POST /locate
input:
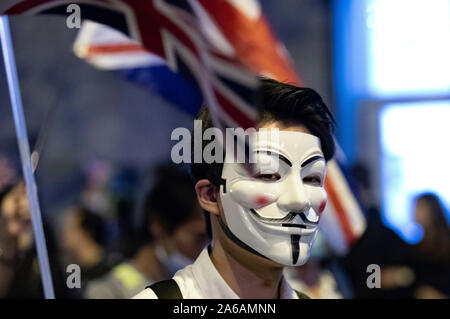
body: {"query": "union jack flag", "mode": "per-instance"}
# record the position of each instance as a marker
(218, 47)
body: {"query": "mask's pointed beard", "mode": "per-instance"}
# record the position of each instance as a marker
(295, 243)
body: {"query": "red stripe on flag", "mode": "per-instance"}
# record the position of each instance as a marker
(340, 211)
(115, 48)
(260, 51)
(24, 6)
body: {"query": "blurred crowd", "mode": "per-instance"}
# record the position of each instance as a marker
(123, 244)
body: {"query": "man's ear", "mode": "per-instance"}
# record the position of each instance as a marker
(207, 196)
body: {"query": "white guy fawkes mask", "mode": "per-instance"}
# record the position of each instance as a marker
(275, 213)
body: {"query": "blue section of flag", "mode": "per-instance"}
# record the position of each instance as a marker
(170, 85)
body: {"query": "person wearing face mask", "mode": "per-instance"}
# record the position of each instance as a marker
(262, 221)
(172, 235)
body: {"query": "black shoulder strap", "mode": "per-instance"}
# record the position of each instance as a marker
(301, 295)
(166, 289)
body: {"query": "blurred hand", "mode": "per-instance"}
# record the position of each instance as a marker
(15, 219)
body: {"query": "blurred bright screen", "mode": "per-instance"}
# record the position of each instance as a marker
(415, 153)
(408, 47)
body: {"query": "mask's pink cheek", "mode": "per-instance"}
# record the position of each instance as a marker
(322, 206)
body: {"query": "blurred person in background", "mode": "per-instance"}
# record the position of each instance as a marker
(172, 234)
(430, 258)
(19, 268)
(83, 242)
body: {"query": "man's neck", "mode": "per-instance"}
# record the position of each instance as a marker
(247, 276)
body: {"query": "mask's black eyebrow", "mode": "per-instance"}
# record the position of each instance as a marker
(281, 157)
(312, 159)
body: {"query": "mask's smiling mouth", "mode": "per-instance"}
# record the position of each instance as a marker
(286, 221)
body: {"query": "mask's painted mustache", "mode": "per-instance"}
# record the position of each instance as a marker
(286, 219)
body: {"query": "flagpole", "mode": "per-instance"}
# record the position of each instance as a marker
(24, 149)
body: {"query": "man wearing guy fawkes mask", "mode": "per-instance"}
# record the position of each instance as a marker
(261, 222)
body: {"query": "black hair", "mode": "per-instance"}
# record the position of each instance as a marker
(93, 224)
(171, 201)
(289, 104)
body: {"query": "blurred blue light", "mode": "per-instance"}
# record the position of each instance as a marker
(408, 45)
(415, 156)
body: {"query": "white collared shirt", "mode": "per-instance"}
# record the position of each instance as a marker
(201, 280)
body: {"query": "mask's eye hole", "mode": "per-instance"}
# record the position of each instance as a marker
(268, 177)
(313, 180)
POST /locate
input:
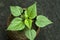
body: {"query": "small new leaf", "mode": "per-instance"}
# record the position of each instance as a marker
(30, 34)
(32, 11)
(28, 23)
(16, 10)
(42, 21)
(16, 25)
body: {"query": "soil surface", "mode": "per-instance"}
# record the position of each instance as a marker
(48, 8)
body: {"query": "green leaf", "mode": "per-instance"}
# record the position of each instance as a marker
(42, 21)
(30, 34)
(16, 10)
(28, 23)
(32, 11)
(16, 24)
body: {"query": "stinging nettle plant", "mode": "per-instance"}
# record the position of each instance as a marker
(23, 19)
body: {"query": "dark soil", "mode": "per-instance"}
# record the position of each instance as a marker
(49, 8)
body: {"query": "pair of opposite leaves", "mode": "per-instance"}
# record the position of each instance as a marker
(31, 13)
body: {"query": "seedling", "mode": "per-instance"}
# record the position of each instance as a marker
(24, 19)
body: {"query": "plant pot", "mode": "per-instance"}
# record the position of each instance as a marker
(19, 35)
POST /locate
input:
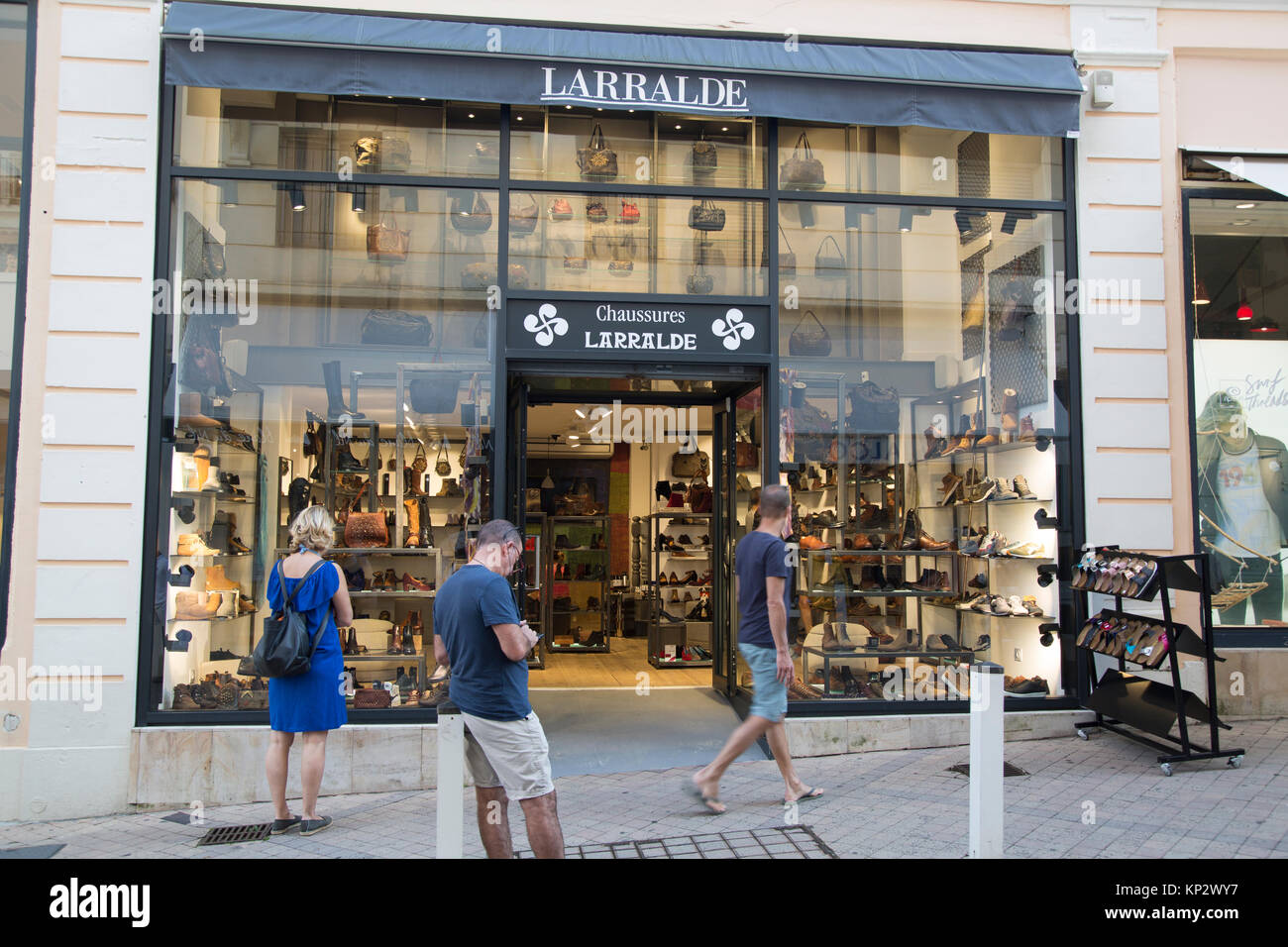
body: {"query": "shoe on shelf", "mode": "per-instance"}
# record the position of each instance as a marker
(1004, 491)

────────

Return the listing above unchanged, apart from dropping its pictures.

POST /locate
input:
body: {"query": "union jack flag", "mode": "per-instance"}
# record the position of each instance as a marker
(218, 47)
body: {"query": "mask's pointed beard", "mode": "per-instance"}
# record the position of each instance as a marker
(295, 243)
body: {"query": "red stripe on flag", "mode": "per-instance"}
# record the position of each instance as a marker
(340, 211)
(115, 48)
(260, 51)
(24, 6)
body: {"query": "blurred crowd", "mode": "per-instance"}
# record the position of each instance as a marker
(123, 244)
body: {"query": "man's ear", "mode": "per-instance"}
# record the position of each instance as a marker
(207, 196)
body: {"query": "white guy fawkes mask", "mode": "per-instance"}
# record the position of each instance as a marker
(275, 213)
body: {"query": "blue section of flag", "mode": "per-instance"}
# record the position of each instance as a marker
(170, 85)
body: {"query": "person wearing face mask", "mode": "per-instance"}
# record the position of each instance as a marker
(262, 221)
(172, 235)
body: {"query": "black shoulder strap", "mode": "per-instance"}
# record the position of each instance as a marker
(301, 295)
(166, 289)
body: {"query": "blurred hand", "mode": "per-instance"}
# record the position of each instance as a marker
(15, 219)
body: {"query": "blurred bright screen", "mode": "per-instance"}
# record the position of each instance as a marker
(415, 153)
(408, 47)
body: {"query": "mask's pink cheek", "mode": "per-instance"}
# record the position of each instance as a marker
(322, 206)
body: {"query": "blurred person in background", "mode": "per-instance"}
# record the position of each instance as a marker
(172, 234)
(430, 258)
(19, 268)
(83, 242)
body: {"query": "man's neck", "mode": "per-instance"}
# record the position of each instance as a marker
(247, 276)
body: {"query": "mask's black eyebrow", "mode": "per-instance"}
# record the position of each instance as a marker
(281, 157)
(312, 159)
body: {"query": "mask's smiling mouth", "mode": "per-instance"}
# record the position of each instance as a marker
(286, 221)
body: {"query": "mask's painted mustache", "mode": "per-instance"}
# record the position of each instance as a marker
(286, 219)
body: {"query": "flagpole", "mode": "per-instance"}
# record the position of each instance as a marker
(24, 149)
body: {"query": "man wearing guy fawkes mask", "mode": "per-instance"}
# record the position of each instance as a marker
(261, 222)
body: {"query": "black hair", "mode": "per-instance"}
# record the position of each instance as a marker
(93, 224)
(171, 201)
(289, 104)
body: {"query": "blurred blue light", "mode": "per-instance"}
# record the position of each instance as a marker
(408, 45)
(415, 156)
body: {"query": "white collared shirt", "mode": "per-instance"}
# record the position of each instance as a marker
(201, 280)
body: {"query": "mask's eye hole", "mode": "per-instance"}
# record the position of each instance as a marker
(268, 177)
(313, 180)
POST /locate
input:
body: {"query": "small new leaf", "mode": "per-instance"}
# record the position of each instance as a marker
(30, 34)
(32, 11)
(28, 23)
(16, 10)
(42, 21)
(16, 25)
body: {"query": "soil surface", "mode": "per-instance"}
# record the position of each instance as a marker
(48, 8)
body: {"query": "green leaf", "mode": "per-instance"}
# record the position of each instance as a marker
(42, 21)
(30, 34)
(16, 10)
(28, 23)
(32, 11)
(16, 24)
body: {"query": "stinging nettle plant", "mode": "per-instance"}
# record the position of each instance as a marker
(23, 19)
body: {"query": "dark soil", "mode": "per-instance"}
# record the position of each instance as a marker
(49, 8)
body: {"query": "pair of opposite leaves", "mode": "per-instance"}
# record the position of each instance as a marker
(31, 13)
body: {"query": "seedling", "mode": "per-instance"}
# record the position of each instance as a marker
(24, 19)
body: {"query": "plant pot", "mode": "per-instance"}
# record the position of each instance as a marker
(19, 35)
POST /locate
input:
body: {"query": "shoe on shelf", "mode": "per-instance"}
# record the position of each instance as a marker
(1004, 491)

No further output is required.